* Goal of the exercise
Repeat all of the records verbatim.

* Records provided

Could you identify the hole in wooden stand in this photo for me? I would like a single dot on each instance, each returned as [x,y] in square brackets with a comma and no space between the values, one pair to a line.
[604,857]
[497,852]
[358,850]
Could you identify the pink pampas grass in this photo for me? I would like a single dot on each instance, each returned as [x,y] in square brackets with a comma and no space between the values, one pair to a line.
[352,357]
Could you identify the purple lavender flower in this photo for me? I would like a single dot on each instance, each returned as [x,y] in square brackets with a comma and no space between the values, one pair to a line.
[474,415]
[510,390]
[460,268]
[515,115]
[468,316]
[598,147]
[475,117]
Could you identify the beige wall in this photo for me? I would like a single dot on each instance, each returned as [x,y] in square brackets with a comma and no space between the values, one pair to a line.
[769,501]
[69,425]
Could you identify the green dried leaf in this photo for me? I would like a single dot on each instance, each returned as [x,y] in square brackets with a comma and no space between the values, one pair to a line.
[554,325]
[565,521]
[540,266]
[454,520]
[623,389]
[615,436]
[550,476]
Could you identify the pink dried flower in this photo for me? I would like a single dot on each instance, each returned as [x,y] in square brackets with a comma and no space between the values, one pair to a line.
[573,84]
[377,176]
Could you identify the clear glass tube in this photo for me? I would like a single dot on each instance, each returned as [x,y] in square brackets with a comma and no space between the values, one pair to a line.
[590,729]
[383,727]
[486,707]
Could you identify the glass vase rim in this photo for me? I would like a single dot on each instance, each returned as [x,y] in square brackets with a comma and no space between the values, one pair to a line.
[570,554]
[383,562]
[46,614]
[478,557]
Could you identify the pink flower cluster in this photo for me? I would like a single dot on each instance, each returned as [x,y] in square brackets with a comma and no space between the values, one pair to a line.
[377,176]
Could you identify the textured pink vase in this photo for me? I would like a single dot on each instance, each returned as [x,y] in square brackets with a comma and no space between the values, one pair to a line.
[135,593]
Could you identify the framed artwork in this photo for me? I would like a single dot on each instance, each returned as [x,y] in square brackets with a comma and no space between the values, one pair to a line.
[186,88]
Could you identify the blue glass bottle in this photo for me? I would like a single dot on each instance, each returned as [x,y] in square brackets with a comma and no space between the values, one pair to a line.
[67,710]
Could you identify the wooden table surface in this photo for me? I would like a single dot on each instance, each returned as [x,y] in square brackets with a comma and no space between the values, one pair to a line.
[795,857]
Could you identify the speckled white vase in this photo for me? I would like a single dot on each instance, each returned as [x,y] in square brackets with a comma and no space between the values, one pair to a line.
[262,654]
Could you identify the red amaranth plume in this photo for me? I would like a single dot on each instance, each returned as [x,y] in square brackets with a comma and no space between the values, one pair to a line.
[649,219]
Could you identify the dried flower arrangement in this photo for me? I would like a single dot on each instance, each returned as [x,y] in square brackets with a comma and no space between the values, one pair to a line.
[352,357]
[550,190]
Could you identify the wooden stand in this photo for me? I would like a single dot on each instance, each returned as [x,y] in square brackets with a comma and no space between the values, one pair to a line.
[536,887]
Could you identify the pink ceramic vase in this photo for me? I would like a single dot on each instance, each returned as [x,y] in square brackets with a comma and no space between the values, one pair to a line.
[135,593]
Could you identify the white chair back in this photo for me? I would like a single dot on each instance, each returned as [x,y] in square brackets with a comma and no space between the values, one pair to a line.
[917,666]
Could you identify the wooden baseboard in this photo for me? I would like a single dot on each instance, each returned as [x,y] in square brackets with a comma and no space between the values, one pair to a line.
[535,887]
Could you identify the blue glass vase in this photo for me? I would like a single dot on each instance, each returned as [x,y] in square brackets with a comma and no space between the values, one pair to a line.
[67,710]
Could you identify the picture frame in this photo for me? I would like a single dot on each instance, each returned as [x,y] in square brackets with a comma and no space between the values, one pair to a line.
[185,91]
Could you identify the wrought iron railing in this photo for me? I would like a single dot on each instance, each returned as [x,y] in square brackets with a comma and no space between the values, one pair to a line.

* Task response
Could you identify the hole in wooden stand in this photo for me? I would like a single dot on each instance, each returned as [x,y] in square brackets with a comma and no space between the values, one pair to a line.
[604,857]
[497,852]
[358,850]
Could you identify the pink pampas grass in this photo for me? I would like a single dot on each instance, each returned as [x,y] in square brackets with a comma and no space between the values, one pair to a line.
[352,357]
Could you identify the purple lavender flower in this photo for me? I would like a single dot on each instance, each returned as [x,y] in square brackets with a comma and no space between the values, one pair to a line.
[474,415]
[510,390]
[460,268]
[515,115]
[468,316]
[598,147]
[475,117]
Could you identify the beige wall in this photo for me? I would like a single dot on each instance, each returned as [x,y] in square brackets with a comma and no space between the values, one pair to a line.
[769,501]
[69,425]
Could you identify the green dried leaf in this photo for me? I would like a single dot on each instance, each returned as [x,y] in square brackets with a comma and no space between the values, one pair to a line.
[554,325]
[565,521]
[540,266]
[454,520]
[623,389]
[615,436]
[550,476]
Could you identify the pink dried flower in this photo for me? I would like a single dot on each instance, each returned as [x,y] in square brackets with a comma and no space between the values, one pair to a line.
[573,84]
[377,176]
Could you identify the clear glass tube in this photo for me? I would like a single dot on each instance, each returned as [x,y] in square brackets with a comma and no space between the values, one pair to a line.
[590,729]
[383,727]
[486,707]
Could you identify the glass vase rim in this photo for me? I would like a single dot on each instance, each returned as [x,y] in square brackets with a comma and no space between the values, one pair to a line.
[570,554]
[383,562]
[46,614]
[478,557]
Could you identify the pink flower cluster in this photo for me? I would like a single dot on each instance, each returned as [x,y] in square brackets with a comma and no space between the values, one pair to a line.
[377,176]
Could you identify the textured pink vase in this photo for me? I would like a single dot on each instance, each returned as [x,y] in square brackets with a comma and no space between the values, one pair to a line.
[135,593]
Could you identify the framed artwork in this photo for me? I would like a single dot on each instance, each returned as [x,y] in square brackets with a comma and no space between the values, one pair to a line.
[186,88]
Could you identify the blue glass bottle in this photo for me? I would like a single dot on each instance, each returned as [x,y] in square brackets with a comma and no space between the values, one pair to a line.
[67,710]
Could you identify the wooden table surface in this photo for me? I would like a single dot on each instance, each returned as [x,y] in square brackets with a comma and no space between the values, one pair to a line.
[795,857]
Could you identify the speckled white vase in this photo for me? I would like a single dot on each instance, each returned as [x,y] in square brackets with a comma and no space between the values, one pair to a line.
[262,654]
Could you identify the red amaranth plume in this photo for me? I would like a single dot on each instance, each returned as [x,y] in square brackets with a comma and no space between the values, one pair to a line.
[649,219]
Could you identify the dried flower arrangement in this photo for me? I would like a single dot on each instance, each returned as [x,y] in square brackets with a comma and no space between the values, one pair to a line.
[352,357]
[550,190]
Could you identify the wooden stand in this photo for me? I would like a single dot on each instance, each returned as [x,y] in square brackets with a comma and no space between the values, one pair to a line.
[536,887]
Could you identify the pink ceramic vase in this photo for me? I would like a single dot on each instance, each returned as [x,y] in square brackets with a comma and no space between the values, one pair to a line.
[135,593]
Could you identify the white chair back in this photo for me? I would like a single dot on each instance, each returned as [x,y] in square brackets with a comma and no space between the values, one pair to a line.
[917,666]
Could you identify the wooden baseboard in this photo for me? I would like a single dot on each instance, each returned as [x,y] in square brackets with a comma and no space between the values, one pair to a line.
[535,887]
Could you identify the blue glass vase in this photo for me? I would like a single dot on each instance, each returned as [x,y] in square brackets with a comma and no space between the values, one pair to a line.
[67,710]
Could you identify the picture frame in this photo for me? I would like a single dot on each instance, each returned as [x,y] in square brackets with a comma and no space between the values, one pair to a line.
[185,91]
Could you identify the wrought iron railing in this photo for me? I would like a single dot on each instance, each returned as [x,y] in square brackets with a comma and no space between the values, one pair to a line.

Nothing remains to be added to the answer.